*INPUT MATERIAL*:

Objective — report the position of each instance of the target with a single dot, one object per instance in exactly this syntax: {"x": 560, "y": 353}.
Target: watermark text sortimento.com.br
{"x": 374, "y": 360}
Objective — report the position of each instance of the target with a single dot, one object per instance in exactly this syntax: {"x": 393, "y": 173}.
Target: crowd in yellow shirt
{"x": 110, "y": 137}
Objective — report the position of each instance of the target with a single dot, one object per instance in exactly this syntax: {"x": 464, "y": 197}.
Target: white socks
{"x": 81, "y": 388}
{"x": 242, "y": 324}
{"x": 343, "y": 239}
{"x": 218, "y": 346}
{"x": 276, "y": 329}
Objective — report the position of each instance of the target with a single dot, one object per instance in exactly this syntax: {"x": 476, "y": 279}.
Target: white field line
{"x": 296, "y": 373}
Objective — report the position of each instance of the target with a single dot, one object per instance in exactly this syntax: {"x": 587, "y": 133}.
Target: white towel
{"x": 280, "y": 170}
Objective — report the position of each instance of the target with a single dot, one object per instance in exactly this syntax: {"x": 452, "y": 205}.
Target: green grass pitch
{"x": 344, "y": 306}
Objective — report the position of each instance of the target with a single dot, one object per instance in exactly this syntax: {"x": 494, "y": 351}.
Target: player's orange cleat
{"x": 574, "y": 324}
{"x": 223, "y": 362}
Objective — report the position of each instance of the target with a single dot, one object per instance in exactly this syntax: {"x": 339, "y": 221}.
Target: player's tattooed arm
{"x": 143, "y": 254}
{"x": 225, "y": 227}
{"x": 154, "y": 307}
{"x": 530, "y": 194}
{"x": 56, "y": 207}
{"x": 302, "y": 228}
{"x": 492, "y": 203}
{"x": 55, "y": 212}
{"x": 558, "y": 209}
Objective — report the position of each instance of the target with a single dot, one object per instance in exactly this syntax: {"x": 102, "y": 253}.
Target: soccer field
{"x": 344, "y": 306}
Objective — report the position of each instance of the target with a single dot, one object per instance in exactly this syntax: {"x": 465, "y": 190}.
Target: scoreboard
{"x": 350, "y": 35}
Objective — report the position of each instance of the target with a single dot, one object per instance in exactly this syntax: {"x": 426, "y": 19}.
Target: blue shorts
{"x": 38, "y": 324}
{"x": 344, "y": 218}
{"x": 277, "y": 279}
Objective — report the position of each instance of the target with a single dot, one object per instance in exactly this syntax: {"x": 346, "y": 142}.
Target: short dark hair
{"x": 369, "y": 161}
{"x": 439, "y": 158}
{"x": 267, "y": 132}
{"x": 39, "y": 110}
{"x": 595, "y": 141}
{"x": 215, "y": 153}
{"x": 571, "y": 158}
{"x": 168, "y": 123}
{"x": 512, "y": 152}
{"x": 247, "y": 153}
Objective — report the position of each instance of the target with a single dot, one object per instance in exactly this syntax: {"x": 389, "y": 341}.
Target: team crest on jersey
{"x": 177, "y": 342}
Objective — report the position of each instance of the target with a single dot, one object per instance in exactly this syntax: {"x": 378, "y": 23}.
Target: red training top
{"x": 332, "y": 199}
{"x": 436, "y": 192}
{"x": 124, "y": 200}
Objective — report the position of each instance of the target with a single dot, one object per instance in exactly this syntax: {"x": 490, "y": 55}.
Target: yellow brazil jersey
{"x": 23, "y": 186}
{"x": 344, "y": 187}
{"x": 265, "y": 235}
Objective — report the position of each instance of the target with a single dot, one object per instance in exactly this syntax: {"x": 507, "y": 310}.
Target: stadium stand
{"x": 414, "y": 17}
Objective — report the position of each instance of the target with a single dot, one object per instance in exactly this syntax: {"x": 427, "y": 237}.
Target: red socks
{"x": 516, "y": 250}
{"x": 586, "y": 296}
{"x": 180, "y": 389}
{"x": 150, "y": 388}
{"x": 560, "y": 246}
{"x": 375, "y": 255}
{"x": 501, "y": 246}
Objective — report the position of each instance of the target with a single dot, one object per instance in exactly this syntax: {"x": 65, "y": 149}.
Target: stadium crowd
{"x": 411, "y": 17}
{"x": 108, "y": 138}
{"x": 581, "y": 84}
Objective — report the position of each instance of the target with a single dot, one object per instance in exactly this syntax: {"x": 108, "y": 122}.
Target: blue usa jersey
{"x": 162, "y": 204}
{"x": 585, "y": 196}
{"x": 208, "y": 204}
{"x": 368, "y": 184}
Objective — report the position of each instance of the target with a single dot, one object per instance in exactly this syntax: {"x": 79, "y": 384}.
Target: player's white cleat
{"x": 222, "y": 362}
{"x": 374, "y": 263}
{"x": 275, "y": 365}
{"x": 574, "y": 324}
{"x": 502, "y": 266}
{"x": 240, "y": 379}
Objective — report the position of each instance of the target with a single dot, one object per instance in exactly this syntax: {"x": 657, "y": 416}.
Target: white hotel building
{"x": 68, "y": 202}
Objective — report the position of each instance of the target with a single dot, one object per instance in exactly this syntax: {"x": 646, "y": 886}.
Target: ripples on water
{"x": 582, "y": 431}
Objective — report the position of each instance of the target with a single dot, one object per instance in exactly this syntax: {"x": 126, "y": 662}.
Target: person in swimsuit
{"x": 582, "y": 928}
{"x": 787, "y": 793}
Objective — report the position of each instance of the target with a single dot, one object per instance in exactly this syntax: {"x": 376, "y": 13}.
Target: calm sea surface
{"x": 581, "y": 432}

*SET PROBLEM*:
Transcribe the whole listing with nothing added or left out.

*RESULT*:
Objective — report the position of each instance of the target with a single dot, one object per instance in exactly this syntax: {"x": 560, "y": 353}.
Target: watermark text sortimento.com.br
{"x": 374, "y": 360}
Objective — report the position of each instance of the target with a single dot, one object per instance in exactly this syntax: {"x": 393, "y": 173}.
Target: crowd in yellow shirt
{"x": 110, "y": 137}
Objective — report the position of each instance of the target with a single dot, one object per instance in exactly this syntax: {"x": 464, "y": 197}.
Target: white socks
{"x": 81, "y": 388}
{"x": 242, "y": 324}
{"x": 343, "y": 239}
{"x": 218, "y": 346}
{"x": 276, "y": 329}
Objective — report the position of each instance of the target with a single dot, one object per instance in exactly this syntax: {"x": 476, "y": 279}.
Target: white field line
{"x": 296, "y": 373}
Objective — report the position of each instance of the target with a single dot, one object per instance in exactly this syntax: {"x": 587, "y": 133}.
Target: white towel
{"x": 280, "y": 170}
Objective — report the position of each instance of the target with a single dot, one object per instance in exactly this syntax: {"x": 452, "y": 205}.
Target: green grass pitch
{"x": 344, "y": 306}
Objective — report the position of each instance of the target with a single dot, one object per instance in exactly this syntax: {"x": 494, "y": 351}.
Target: player's orange cleat
{"x": 574, "y": 324}
{"x": 223, "y": 362}
Objective — report the position of each instance of the target with a single dot, one object per instance in exactly this syntax: {"x": 339, "y": 221}.
Target: player's tattooed arm
{"x": 143, "y": 254}
{"x": 225, "y": 227}
{"x": 154, "y": 307}
{"x": 530, "y": 194}
{"x": 56, "y": 207}
{"x": 302, "y": 228}
{"x": 492, "y": 203}
{"x": 55, "y": 212}
{"x": 558, "y": 209}
Objective — report the position of each instance of the target with a single dot, one object per instance in exactly this syntax: {"x": 102, "y": 253}.
Target: soccer field
{"x": 344, "y": 306}
Objective — report the position of each instance of the target with a single dot, one object per instance in exactly this syntax: {"x": 465, "y": 190}.
Target: scoreboard
{"x": 350, "y": 35}
Objective — report the position of each instance of the target with a single dot, one object per instance in exactly this syntax: {"x": 426, "y": 19}.
Target: blue shorts
{"x": 38, "y": 324}
{"x": 344, "y": 218}
{"x": 277, "y": 279}
Objective — report the position of each instance of the target with a single dot, one object per instance in exactly this syntax: {"x": 346, "y": 142}.
Target: short dark hair
{"x": 369, "y": 161}
{"x": 439, "y": 158}
{"x": 267, "y": 132}
{"x": 39, "y": 110}
{"x": 595, "y": 141}
{"x": 215, "y": 153}
{"x": 571, "y": 158}
{"x": 168, "y": 123}
{"x": 512, "y": 152}
{"x": 247, "y": 153}
Objective — report the position of each instance of the target with a single dot, one object per instance in exactly this syntax: {"x": 389, "y": 341}.
Target: team crest on jersey
{"x": 177, "y": 342}
Objective — report the position of each instance of the target with a single dot, one object per instance in exactly this syntax: {"x": 378, "y": 23}.
Target: red training top
{"x": 332, "y": 199}
{"x": 436, "y": 192}
{"x": 124, "y": 200}
Objective — report the position of each instance of the target with a single dot, one object per instance in exactly this syntax: {"x": 490, "y": 55}.
Target: yellow brazil jersey
{"x": 23, "y": 186}
{"x": 344, "y": 187}
{"x": 265, "y": 235}
Objective — report the position of each instance of the target with a single dot, one object per instance in exactly this syntax: {"x": 507, "y": 310}.
Target: stadium stand
{"x": 414, "y": 17}
Objective — report the position of each instance of the target with a single dot, one object per instance in exactly this syntax: {"x": 427, "y": 237}.
Target: red socks
{"x": 516, "y": 250}
{"x": 586, "y": 296}
{"x": 180, "y": 389}
{"x": 150, "y": 388}
{"x": 560, "y": 246}
{"x": 375, "y": 255}
{"x": 501, "y": 246}
Objective — report the position of each instance of the target with a single dot, one object per instance in exactly this syntax: {"x": 65, "y": 149}.
Target: stadium crowd
{"x": 411, "y": 17}
{"x": 108, "y": 138}
{"x": 581, "y": 84}
Objective — report the position of each instance of the target with a single dot, one object per instance in exactly this syntax: {"x": 108, "y": 122}.
Target: blue usa jersey
{"x": 162, "y": 204}
{"x": 585, "y": 196}
{"x": 208, "y": 204}
{"x": 368, "y": 184}
Objective — report the position of each instance of the target with a single dot, one object per instance in exactly this syntax: {"x": 79, "y": 384}.
Target: player's white cleat
{"x": 222, "y": 362}
{"x": 374, "y": 263}
{"x": 275, "y": 365}
{"x": 574, "y": 324}
{"x": 502, "y": 266}
{"x": 240, "y": 379}
Objective — report the position of each instance of the target with a single dot, one object per instance in exactly this syntax: {"x": 657, "y": 416}.
Target: white hotel building
{"x": 68, "y": 202}
Objective — report the position of each instance of the target with a single dot, one object per instance in exactly this syntax: {"x": 646, "y": 886}.
Target: ripples on water
{"x": 582, "y": 431}
Objective — report the position of each instance of the target with a single dot, one object per instance in exactly this syntax: {"x": 126, "y": 662}.
Target: person in swimsuit
{"x": 582, "y": 928}
{"x": 787, "y": 793}
Objective — report the position of each instance of the target with a single dot, one object per instance in exactly this syntax: {"x": 376, "y": 13}.
Target: calm sea surface
{"x": 581, "y": 432}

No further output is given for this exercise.